▶ _Source passage_:
-.-.-

Without the capability to hash identical segments of identical formats across different software platforms, reviewers cannot easily identify duplicates or readily determine what’s new versus what’s been seen before. When identical messages are processed by different tools and vendors or produced in different forms (so-called “cross-platform productions”), identification of duplicate messages becomes an error-prone, manual process or requires reprocessing of all documents.

Astonishingly, no cross-platform method of duplicate identification has emerged despite decades spent producing email in discovery and billions of dollars burned by reviewing duplicates.

Wouldn’t it be great if there was a solution to this delay, expense and tedium?

THE SOLUTION

When parties produce email in discovery and investigations, it’s customary to supply information about the messages called “metadata” in accompanying “load files.” Load files convey Bates numbers/Document IDs, message dates, sender, recipients and the like. Ideally, the composition of load files is specified in a well-crafted request for production or production protocol. Producing metadata is a practice that’s evolved over time to prompt little argument. For service providers, producing one more field of metadata is trivial, rarely requiring more effort than simply ticking a box.

The EDRM has crafted a new load file field called the EDRM Message Identification Hash (MIH), described in the EDRM Email Duplicate Identification Specification.

Gaining the benefit of the EDRM Email Duplicate Identification Specification is as simple as requesting that load files contain an EDRM Message Identification Hash (MIH) for each email message produced. The EDRM Email Duplicate Identification Specification is an open specification, so no fees or permissions are required to use it, and leading e-discovery service and software providers already support the new specification. For others, it’s simple to generate the MIH without redesigning software or impeding workflows. Too, the EDRM has made free tools available supporting the specification.

Any party with the MIH of an email message can readily determine if a copy of the message exists in their collection. Armed with MIH values for emails, parties can flag duplicates even when those duplicates take different forms, enabling native message formats to be compared to productions supplied as TIFF or PDF images.

The routine production of the MIH supports duplicate identification across platforms and parties. By requesting the EDRM MIH, parties receiving rolling or supplemental productions will know if they’ve received a message before, allowing reviewers to dedicate resources to new and unique evidence. Email messages produced by different parties in different forms using different service providers can be compared to instantly surface or suppress duplicates. Cross-platform email duplicate identification means that email productions can be compared across matters, too. Parties receiving production can easily tell if the same message was or was not produced in other cases. Cross-platform support also permits a cross-border ability to assess whether a message is a duplicate without the need to share personally-identifiable information restricted from dissemination by privacy laws.

IS THIS REALLY NEW?

Yes, and unprecedented. As noted, e-discovery service providers and law firm or corporate e-discovery teams have long employed cryptographic hashing internally to identify duplicate messages; but each does so differently dependent upon the process and software platform employed—sometimes in ways they regard as being proprietary—making it infeasible to compare hash values across providers and platforms. Even if competitors could agree to employ a common method, subtle differences in the way each process and normalize messages would defeat cross-platform comparison.

-.-.-

Turn the paragraph beginning "Gaining the benefit of the EDRM" in the passage above on email duplicate identification into a short bulleted list that keeps its main facts.

-.-.-

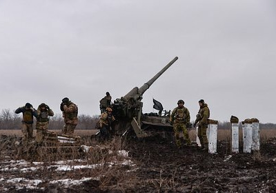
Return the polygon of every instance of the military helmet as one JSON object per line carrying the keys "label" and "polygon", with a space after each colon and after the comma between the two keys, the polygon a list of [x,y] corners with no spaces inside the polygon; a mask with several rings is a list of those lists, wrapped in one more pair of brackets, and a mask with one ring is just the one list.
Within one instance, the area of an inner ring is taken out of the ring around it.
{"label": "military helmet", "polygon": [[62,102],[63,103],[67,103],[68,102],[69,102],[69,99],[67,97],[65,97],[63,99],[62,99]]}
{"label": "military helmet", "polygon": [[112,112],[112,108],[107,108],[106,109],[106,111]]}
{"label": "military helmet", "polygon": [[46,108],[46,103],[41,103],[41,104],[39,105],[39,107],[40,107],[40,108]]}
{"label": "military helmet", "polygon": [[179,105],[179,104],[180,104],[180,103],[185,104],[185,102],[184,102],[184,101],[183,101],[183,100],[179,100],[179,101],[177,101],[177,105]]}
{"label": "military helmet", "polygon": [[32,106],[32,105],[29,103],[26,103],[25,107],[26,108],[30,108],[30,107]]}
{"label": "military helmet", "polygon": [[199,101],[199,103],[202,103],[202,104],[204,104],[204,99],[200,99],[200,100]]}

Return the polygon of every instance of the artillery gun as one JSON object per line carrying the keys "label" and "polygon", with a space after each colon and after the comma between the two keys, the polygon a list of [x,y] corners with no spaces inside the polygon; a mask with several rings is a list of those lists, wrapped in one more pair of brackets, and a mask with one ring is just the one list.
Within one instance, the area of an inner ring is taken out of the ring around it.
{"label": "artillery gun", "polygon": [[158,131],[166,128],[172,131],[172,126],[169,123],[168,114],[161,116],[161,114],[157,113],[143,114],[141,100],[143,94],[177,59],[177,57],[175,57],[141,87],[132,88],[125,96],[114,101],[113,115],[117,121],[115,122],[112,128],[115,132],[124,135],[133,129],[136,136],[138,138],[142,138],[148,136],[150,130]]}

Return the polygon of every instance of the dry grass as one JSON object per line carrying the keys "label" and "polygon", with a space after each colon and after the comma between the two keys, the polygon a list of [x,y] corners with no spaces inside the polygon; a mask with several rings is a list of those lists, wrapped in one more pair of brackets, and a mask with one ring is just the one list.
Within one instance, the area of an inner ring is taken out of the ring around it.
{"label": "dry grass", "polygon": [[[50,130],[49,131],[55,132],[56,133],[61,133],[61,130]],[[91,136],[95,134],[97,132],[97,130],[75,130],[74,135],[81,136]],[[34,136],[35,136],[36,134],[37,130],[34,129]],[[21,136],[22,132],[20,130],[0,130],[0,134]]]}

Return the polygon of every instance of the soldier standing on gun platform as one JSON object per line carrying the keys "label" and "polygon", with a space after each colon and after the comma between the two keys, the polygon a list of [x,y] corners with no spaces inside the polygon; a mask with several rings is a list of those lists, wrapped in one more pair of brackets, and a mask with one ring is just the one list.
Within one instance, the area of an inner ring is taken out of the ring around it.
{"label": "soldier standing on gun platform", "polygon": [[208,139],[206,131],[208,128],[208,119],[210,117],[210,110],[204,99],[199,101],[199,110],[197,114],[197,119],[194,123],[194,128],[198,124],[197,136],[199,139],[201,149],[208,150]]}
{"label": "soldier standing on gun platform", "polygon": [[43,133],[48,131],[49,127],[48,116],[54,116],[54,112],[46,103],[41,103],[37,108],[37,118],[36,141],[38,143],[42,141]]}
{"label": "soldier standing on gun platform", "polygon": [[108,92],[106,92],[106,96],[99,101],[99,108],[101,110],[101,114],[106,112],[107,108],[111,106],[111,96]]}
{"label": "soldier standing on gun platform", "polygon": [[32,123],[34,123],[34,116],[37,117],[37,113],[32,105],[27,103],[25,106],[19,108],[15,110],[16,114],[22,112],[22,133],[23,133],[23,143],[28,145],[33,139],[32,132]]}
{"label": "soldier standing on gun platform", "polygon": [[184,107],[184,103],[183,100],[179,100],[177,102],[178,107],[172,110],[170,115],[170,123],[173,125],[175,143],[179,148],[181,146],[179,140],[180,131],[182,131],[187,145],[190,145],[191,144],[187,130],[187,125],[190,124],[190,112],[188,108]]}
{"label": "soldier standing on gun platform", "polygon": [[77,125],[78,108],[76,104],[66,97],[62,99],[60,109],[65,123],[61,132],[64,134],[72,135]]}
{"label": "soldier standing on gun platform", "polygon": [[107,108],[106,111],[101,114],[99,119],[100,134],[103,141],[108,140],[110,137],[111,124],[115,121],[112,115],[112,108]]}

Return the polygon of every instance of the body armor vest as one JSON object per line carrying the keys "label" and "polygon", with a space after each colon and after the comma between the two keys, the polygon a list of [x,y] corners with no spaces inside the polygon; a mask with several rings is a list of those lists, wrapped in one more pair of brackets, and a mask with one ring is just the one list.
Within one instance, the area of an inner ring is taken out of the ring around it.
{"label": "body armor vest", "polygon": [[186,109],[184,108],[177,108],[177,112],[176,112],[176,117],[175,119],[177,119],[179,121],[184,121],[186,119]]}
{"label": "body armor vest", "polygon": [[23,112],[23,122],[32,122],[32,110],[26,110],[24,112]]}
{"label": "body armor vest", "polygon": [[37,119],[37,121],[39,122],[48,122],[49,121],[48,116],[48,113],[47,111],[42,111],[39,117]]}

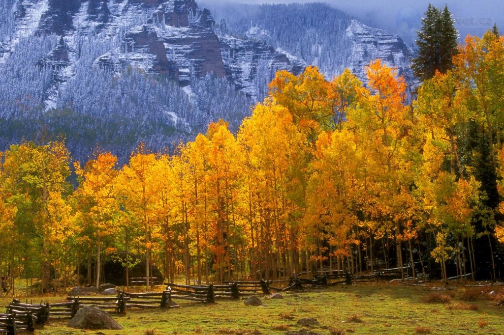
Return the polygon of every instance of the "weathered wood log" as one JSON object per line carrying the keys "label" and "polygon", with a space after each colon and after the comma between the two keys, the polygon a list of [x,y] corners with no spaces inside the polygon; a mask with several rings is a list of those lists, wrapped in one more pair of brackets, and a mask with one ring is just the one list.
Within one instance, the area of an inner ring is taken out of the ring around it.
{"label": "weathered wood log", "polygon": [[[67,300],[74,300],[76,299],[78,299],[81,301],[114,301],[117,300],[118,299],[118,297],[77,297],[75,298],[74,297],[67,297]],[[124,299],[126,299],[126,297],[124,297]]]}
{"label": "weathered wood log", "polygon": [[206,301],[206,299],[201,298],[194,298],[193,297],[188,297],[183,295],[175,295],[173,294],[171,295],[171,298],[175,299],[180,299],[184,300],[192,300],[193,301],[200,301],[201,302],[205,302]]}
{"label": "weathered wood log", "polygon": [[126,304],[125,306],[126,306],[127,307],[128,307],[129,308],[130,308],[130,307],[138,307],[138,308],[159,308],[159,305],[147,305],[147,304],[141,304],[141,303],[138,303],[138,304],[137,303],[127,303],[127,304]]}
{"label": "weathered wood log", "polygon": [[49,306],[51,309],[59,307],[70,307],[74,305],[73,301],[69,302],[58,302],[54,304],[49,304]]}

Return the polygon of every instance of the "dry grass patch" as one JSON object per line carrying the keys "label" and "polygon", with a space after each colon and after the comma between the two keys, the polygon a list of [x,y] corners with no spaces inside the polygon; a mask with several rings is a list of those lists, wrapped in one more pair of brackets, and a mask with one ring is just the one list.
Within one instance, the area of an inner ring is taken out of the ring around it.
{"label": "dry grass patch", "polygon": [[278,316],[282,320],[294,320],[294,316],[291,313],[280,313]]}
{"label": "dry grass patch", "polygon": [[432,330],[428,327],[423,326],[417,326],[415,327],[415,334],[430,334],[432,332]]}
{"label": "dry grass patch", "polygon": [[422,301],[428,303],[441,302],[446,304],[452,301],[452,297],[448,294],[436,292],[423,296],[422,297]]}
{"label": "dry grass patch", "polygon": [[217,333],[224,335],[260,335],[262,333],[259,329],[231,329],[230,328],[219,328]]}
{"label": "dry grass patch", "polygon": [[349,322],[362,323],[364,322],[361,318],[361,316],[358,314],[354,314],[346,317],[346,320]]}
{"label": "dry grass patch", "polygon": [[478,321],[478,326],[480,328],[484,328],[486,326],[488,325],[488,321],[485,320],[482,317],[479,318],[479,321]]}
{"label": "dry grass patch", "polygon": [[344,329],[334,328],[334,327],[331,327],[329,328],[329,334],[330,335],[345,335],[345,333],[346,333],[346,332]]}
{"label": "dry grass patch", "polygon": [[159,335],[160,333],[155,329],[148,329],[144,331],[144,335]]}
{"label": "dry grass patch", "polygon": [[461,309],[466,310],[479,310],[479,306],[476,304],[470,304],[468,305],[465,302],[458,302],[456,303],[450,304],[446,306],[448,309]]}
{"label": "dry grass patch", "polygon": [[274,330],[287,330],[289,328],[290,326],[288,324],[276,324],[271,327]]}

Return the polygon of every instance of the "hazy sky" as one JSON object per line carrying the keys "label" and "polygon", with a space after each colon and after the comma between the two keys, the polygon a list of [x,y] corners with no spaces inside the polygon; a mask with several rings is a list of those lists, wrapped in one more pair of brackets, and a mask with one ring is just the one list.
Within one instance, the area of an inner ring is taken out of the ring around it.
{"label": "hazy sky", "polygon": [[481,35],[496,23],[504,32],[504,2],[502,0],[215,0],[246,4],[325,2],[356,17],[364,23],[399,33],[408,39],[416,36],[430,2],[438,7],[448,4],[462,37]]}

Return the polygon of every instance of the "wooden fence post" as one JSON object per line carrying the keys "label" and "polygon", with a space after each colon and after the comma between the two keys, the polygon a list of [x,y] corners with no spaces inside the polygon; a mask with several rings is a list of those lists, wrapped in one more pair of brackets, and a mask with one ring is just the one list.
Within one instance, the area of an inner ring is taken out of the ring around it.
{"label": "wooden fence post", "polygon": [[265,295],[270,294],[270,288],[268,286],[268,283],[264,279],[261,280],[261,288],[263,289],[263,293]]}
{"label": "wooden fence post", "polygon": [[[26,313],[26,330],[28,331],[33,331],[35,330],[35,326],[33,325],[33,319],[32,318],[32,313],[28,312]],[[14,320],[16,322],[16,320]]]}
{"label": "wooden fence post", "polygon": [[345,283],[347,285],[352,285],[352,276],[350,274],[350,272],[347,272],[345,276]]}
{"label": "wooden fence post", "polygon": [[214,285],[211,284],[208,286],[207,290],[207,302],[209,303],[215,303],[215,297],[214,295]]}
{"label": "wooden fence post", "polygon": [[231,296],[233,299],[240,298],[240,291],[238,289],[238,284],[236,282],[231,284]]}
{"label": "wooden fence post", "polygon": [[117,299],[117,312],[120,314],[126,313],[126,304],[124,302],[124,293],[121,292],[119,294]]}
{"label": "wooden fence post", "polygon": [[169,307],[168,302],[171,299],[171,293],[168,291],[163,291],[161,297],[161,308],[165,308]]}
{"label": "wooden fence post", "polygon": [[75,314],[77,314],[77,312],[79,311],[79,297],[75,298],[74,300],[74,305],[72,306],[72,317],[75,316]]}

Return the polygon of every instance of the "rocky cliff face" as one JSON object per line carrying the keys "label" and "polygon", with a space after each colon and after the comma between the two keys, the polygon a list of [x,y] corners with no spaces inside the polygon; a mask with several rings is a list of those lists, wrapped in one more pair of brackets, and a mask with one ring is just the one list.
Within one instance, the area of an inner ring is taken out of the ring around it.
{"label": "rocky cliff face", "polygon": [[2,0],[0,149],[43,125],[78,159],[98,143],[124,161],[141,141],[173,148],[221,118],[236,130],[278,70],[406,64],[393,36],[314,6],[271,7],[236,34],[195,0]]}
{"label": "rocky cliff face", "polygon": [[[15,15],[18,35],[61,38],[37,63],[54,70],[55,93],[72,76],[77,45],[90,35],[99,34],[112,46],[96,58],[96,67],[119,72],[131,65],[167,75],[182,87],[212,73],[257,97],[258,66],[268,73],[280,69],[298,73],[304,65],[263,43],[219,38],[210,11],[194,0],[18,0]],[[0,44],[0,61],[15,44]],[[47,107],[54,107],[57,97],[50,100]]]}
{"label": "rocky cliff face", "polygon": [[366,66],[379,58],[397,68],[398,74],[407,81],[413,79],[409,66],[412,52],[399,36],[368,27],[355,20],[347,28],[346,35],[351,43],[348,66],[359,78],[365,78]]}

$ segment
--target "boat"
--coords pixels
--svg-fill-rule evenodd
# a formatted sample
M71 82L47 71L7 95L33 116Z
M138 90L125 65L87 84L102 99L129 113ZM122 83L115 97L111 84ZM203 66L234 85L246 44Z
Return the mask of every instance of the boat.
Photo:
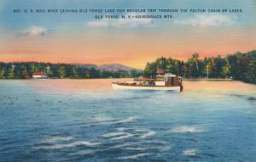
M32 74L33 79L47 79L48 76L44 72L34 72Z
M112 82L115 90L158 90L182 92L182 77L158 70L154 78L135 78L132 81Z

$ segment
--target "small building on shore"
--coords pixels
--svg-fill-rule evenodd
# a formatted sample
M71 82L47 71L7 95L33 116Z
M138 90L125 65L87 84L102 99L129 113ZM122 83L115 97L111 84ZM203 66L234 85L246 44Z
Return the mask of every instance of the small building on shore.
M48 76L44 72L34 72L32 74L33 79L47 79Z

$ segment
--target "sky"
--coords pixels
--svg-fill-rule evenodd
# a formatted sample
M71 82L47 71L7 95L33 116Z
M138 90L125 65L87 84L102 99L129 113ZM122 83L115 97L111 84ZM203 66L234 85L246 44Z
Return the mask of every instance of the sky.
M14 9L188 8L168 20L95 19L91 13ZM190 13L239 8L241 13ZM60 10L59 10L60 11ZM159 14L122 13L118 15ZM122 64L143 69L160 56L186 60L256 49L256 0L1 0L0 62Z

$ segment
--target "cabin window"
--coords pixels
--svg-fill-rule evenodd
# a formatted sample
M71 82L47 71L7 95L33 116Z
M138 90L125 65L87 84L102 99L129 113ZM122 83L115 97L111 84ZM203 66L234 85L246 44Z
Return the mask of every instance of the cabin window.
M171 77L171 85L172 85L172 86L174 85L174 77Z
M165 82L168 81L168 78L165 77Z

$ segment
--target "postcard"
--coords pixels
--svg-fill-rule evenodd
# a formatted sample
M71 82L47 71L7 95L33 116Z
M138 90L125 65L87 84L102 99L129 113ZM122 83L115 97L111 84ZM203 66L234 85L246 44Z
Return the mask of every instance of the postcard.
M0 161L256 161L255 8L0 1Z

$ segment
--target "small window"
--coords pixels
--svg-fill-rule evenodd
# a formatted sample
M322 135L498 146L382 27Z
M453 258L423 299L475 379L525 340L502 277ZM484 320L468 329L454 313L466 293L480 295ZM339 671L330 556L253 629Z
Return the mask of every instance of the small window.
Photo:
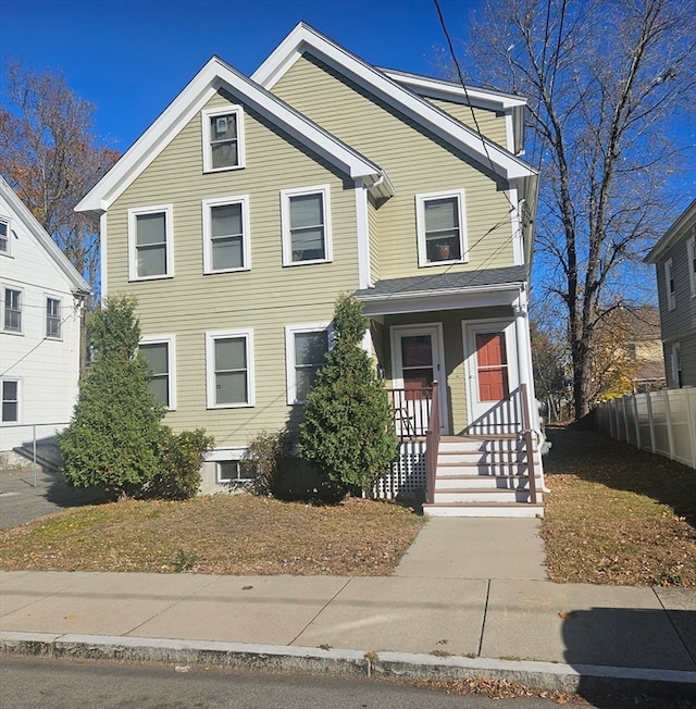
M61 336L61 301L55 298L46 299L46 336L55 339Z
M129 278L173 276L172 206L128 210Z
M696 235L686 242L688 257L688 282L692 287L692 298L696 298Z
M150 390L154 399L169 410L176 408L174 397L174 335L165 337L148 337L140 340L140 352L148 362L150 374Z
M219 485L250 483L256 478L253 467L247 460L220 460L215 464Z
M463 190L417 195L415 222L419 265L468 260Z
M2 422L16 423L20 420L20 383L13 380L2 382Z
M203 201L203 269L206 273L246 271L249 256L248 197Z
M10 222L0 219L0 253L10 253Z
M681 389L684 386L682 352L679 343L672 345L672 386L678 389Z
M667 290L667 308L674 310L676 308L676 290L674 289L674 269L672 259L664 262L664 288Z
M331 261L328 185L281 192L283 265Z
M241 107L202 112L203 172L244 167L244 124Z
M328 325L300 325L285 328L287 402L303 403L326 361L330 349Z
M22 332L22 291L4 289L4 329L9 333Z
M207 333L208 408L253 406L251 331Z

-.-.-

▶ _Reply_:
- To benefit from the EDRM Email Duplicate Identification Specification, request that load files include an EDRM Message Identification Hash (MIH) for each email produced.
- The specification is open, so using it requires no fees or permissions.
- Leading e-discovery service and software providers already support it.
- Other providers can generate the MIH without redesigning software or impeding workflows.
- The EDRM offers free tools that support the specification.